* [The exercise] Rewrite all of the material below as a numbered list, with one line per item and no blank lines.

* start Rows *

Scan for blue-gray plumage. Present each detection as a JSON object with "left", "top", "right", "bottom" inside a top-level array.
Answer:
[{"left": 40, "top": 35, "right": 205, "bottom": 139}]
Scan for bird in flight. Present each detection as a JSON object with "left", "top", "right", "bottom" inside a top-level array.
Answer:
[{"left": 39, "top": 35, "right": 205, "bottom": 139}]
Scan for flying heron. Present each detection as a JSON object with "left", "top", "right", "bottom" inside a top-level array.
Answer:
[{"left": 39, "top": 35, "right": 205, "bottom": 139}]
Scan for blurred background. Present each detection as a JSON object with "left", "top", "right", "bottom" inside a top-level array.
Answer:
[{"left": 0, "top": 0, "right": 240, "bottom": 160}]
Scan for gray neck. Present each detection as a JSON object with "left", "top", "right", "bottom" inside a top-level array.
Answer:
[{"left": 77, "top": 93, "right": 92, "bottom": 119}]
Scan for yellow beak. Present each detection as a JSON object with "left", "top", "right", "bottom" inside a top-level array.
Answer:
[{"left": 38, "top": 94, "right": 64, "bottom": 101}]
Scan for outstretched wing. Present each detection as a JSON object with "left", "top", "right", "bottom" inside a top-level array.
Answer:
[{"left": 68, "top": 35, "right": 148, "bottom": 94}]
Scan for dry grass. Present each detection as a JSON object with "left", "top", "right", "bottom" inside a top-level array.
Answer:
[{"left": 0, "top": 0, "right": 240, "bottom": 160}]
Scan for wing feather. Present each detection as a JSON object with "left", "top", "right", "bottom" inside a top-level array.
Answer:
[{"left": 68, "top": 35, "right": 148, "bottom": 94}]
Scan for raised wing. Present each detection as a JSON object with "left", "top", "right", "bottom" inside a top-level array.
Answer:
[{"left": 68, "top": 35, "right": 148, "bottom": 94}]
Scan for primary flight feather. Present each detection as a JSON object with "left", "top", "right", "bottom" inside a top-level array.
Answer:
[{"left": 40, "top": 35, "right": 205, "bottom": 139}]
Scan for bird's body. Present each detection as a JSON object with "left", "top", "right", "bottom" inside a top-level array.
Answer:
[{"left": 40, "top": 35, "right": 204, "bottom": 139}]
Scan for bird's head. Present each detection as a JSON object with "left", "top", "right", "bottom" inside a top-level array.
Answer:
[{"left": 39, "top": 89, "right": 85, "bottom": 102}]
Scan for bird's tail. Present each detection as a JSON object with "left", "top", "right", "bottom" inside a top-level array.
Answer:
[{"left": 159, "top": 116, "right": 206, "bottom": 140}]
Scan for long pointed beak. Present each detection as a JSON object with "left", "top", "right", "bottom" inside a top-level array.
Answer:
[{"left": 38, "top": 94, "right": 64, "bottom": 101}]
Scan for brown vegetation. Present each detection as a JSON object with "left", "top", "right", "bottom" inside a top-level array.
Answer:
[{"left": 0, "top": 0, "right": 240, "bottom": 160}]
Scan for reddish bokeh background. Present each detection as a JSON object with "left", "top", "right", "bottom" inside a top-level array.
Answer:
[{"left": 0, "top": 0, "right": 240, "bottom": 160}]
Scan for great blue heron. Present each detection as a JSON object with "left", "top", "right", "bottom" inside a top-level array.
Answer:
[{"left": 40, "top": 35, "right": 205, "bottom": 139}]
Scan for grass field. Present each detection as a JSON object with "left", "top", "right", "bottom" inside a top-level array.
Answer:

* end Rows *

* [Answer for the task]
1. Scan for blue-gray plumage. Present each detection as a JSON object with "left", "top", "right", "bottom" inside a top-level array.
2. Answer:
3. [{"left": 40, "top": 35, "right": 205, "bottom": 139}]
4. Scan for bird in flight. Present each detection as a JSON object with "left", "top", "right", "bottom" inside a top-level array.
5. Answer:
6. [{"left": 39, "top": 35, "right": 205, "bottom": 139}]
7. Scan for flying heron. Present each detection as a JSON object with "left", "top", "right", "bottom" inside a top-level array.
8. Answer:
9. [{"left": 39, "top": 35, "right": 205, "bottom": 139}]
10. Scan for blurred background. Present each detection as a JSON object with "left", "top", "right", "bottom" inside a top-level array.
11. Answer:
12. [{"left": 0, "top": 0, "right": 240, "bottom": 160}]
13. Scan for gray neck. Present each detection as a JSON object with "left", "top", "right", "bottom" inside a top-level array.
14. Answer:
15. [{"left": 77, "top": 93, "right": 92, "bottom": 119}]
16. Scan for yellow beak. Present each detection as a JSON object with "left", "top", "right", "bottom" inside a top-level array.
17. Answer:
18. [{"left": 38, "top": 94, "right": 64, "bottom": 101}]
19. Scan for outstretched wing. Present each detection as a JSON object with "left", "top", "right", "bottom" inside a top-level array.
20. Answer:
21. [{"left": 68, "top": 35, "right": 148, "bottom": 94}]
22. Scan for dry grass. Present each detection as a JSON object with "left", "top", "right", "bottom" inside a top-level array.
23. Answer:
24. [{"left": 0, "top": 0, "right": 240, "bottom": 160}]
25. Scan for wing feather. Present each detection as a JSON object with "left", "top", "right", "bottom" inside a top-level array.
26. Answer:
27. [{"left": 68, "top": 35, "right": 148, "bottom": 94}]
28. Scan for raised wing. Present each detection as a JSON object with "left", "top", "right", "bottom" inside a top-level array.
29. Answer:
30. [{"left": 68, "top": 35, "right": 148, "bottom": 94}]
31. Scan for primary flight feather. Present each detection as a JSON object with "left", "top", "right", "bottom" inside a top-level array.
32. Answer:
33. [{"left": 40, "top": 35, "right": 205, "bottom": 139}]
34. Scan for bird's body. Present each detection as a JSON object with "left", "top", "right", "bottom" inside a top-level array.
35. Answer:
36. [{"left": 40, "top": 35, "right": 204, "bottom": 139}]
37. Scan for bird's head. Present each detection as a JSON object with "left", "top", "right", "bottom" inside a top-level array.
38. Answer:
39. [{"left": 39, "top": 89, "right": 85, "bottom": 102}]
40. Scan for bird's tail. Present each detection as a JSON object with "left", "top", "right", "bottom" inside a top-level array.
41. Answer:
42. [{"left": 159, "top": 116, "right": 206, "bottom": 140}]
43. Scan for long pointed beak. Present each detection as a JSON object with "left", "top", "right", "bottom" inside a top-level array.
44. Answer:
45. [{"left": 38, "top": 94, "right": 64, "bottom": 101}]
46. Scan for brown vegetation. Present each detection as a JSON object with "left", "top", "right", "bottom" inside a top-level array.
47. Answer:
48. [{"left": 0, "top": 0, "right": 240, "bottom": 160}]
49. Scan for reddish bokeh background. Present each detection as a JSON object with "left", "top", "right", "bottom" inside a top-level array.
50. Answer:
51. [{"left": 0, "top": 0, "right": 240, "bottom": 160}]
52. Scan for great blue heron. Present each detection as a JSON object with "left", "top", "right", "bottom" inside a top-level array.
53. Answer:
54. [{"left": 40, "top": 35, "right": 205, "bottom": 139}]
55. Scan for grass field. Present each detection as a JSON object with "left", "top", "right", "bottom" inside a top-level array.
56. Answer:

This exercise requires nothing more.